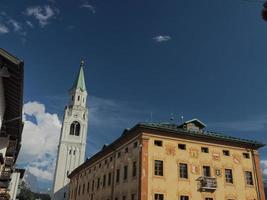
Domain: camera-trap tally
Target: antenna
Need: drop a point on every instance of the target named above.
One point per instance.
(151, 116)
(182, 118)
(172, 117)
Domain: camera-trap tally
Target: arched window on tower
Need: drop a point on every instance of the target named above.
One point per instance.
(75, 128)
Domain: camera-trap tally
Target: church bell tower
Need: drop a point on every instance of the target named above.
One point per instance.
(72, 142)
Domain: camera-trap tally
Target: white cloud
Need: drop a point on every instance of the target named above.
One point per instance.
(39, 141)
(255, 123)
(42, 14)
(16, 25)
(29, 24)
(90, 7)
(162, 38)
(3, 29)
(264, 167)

--

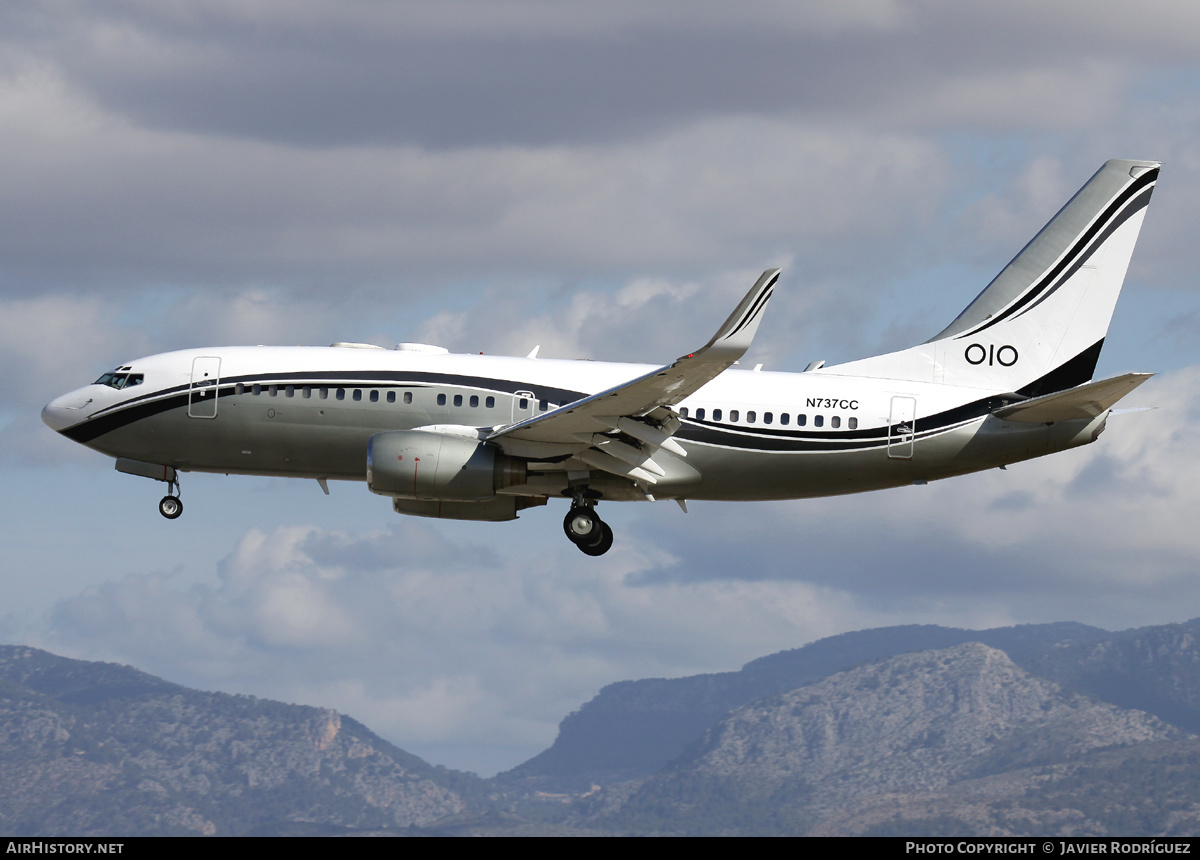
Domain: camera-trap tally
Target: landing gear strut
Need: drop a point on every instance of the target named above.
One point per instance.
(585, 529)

---

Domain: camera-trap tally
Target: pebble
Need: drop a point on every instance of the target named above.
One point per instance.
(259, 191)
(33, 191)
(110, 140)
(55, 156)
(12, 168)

■ PROBLEM STATEMENT
How many lines in the records contain the word "tower"? Reply with the number alone.

■ RESPONSE FOR THIS EXERCISE
2